* **OBJECTIVE**
Copy each of the items below word for word, keeping every line unchanged.

[Records from a dataset]
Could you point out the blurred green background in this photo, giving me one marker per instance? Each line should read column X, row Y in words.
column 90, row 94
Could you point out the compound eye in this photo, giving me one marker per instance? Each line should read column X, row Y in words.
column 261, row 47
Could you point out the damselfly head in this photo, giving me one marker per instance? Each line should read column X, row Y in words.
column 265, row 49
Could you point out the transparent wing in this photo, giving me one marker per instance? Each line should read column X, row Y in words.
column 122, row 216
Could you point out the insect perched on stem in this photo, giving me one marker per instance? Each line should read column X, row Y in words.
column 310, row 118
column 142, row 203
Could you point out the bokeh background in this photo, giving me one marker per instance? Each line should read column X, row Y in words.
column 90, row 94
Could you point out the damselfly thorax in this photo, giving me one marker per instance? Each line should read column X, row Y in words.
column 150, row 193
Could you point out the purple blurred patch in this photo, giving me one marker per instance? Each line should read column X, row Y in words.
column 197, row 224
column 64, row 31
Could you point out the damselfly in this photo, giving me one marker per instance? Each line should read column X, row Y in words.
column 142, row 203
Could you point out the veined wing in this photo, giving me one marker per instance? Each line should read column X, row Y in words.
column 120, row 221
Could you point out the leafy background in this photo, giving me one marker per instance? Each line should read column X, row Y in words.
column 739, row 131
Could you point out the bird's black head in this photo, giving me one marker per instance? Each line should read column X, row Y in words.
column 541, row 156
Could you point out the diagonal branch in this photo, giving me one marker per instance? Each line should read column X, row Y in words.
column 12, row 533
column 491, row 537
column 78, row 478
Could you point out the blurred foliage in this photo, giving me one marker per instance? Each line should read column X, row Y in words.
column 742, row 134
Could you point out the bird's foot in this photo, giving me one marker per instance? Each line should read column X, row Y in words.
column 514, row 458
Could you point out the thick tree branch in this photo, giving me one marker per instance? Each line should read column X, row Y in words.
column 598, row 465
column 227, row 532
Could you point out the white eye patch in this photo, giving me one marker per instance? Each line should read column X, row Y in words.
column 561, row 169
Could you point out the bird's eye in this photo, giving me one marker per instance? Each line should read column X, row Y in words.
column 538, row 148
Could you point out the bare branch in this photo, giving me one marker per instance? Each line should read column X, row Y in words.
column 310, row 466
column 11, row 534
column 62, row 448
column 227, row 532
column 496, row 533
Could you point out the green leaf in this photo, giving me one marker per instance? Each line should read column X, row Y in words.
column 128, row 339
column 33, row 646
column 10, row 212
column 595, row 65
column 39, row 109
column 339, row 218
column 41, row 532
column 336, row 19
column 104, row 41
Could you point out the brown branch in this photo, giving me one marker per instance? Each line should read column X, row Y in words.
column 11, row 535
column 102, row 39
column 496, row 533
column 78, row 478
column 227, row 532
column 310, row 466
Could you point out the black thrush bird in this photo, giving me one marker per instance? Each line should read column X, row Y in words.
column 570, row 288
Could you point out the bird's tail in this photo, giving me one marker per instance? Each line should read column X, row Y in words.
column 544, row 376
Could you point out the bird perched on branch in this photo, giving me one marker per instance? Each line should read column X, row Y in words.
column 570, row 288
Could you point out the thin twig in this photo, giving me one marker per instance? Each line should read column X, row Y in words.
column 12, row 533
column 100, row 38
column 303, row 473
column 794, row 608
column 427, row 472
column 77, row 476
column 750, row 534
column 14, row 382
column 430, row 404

* **SOLUTION TO THIS TASK**
Could you point out the blurred green background in this photo, giving me one marker per instance? Each line should read column X, row Y in words.
column 90, row 94
Could you point out the compound eye in this photo, giving me one marker per instance? Each line should read column X, row Y in words.
column 261, row 47
Could you point out the damselfly head in this photo, giving me one marker per instance? Each line should read column X, row Y in words.
column 265, row 49
Could you point out the transparent wing in this photo, giving me one marker per instance? Each line should read column X, row Y in words.
column 122, row 216
Could you point out the insect perched on stem in this photo, giving me one marker per instance? Each line should read column X, row Y in words.
column 310, row 118
column 142, row 203
Could you point out the bokeh background in this photo, giving me one marker per instance? Each line should read column X, row Y in words.
column 90, row 94
Could you point out the damselfly thorax in this photo, giving me one marker per instance? Each line should read column X, row Y in words.
column 150, row 193
Could you point out the purple blurred patch in this photo, giving me one marker per instance? Each line should read column X, row Y in words.
column 197, row 224
column 64, row 31
Could you point out the damselfly in this photo, giving me one marker per instance? Each line should read column X, row Y in words.
column 142, row 203
Could you point out the veined wing in this photo, giving me one marker per instance? Each line should read column X, row Y in words.
column 120, row 221
Could you point out the leafy background in this photo, giving me one marker per instance? Each line should read column X, row Y in words.
column 739, row 131
Could you point out the bird's black head in this photo, giving me one marker per instance? Each line should read column X, row Y in words.
column 541, row 156
Could you point out the diagonal branch in this photo, giving me one marker per instance? Each line should read column X, row Y in words.
column 12, row 533
column 491, row 537
column 78, row 478
Could you point out the blurred foliage in this photo, giving me one marker per instance? Each line should read column X, row Y in words.
column 742, row 134
Could you point out the bird's foot in this photo, giving me one marker per instance? Each line should read column X, row Y in words.
column 514, row 458
Could you point out the thick tree branch in this photo, giving me one marker per instance? Each line should read column X, row Y in words.
column 598, row 465
column 227, row 532
Could you point out the white eye patch in this photo, giving me one marker per instance? Each line should read column X, row Y in words.
column 561, row 169
Could you point out the bird's eye in this photo, giving me one marker per instance? Each line should read column X, row Y in words.
column 538, row 148
Could you point out the bare branch in this photo, giving me one marker per instance? Each line should read column X, row Y in words.
column 310, row 466
column 11, row 534
column 62, row 448
column 227, row 532
column 496, row 533
Could you point out the green leaf in this photo, giving me one marker per instance? Each line should read column X, row Y in words.
column 128, row 339
column 33, row 646
column 10, row 212
column 595, row 65
column 39, row 109
column 339, row 218
column 41, row 532
column 336, row 19
column 104, row 41
Could you point out the brown branch in this photo, giving me one marker per instance? Each line should read column X, row Y in words.
column 11, row 535
column 102, row 39
column 496, row 533
column 78, row 478
column 227, row 532
column 310, row 466
Could you point out the black thrush bird in this photo, giving me one marker per instance? Each line should read column X, row Y in words.
column 570, row 288
Could you point out the bird's tail in this photo, giving me one marker per instance? Each line should read column X, row Y in words.
column 544, row 376
Could you point out the bird perched on branch in this photo, giving me one marker per instance? Each line should read column X, row Y in words.
column 570, row 288
Could you point out the thin twig in this photo, giving me one marker per instance? Each line should read column X, row Y in words.
column 12, row 533
column 100, row 38
column 303, row 473
column 794, row 608
column 427, row 472
column 77, row 476
column 750, row 534
column 14, row 382
column 430, row 404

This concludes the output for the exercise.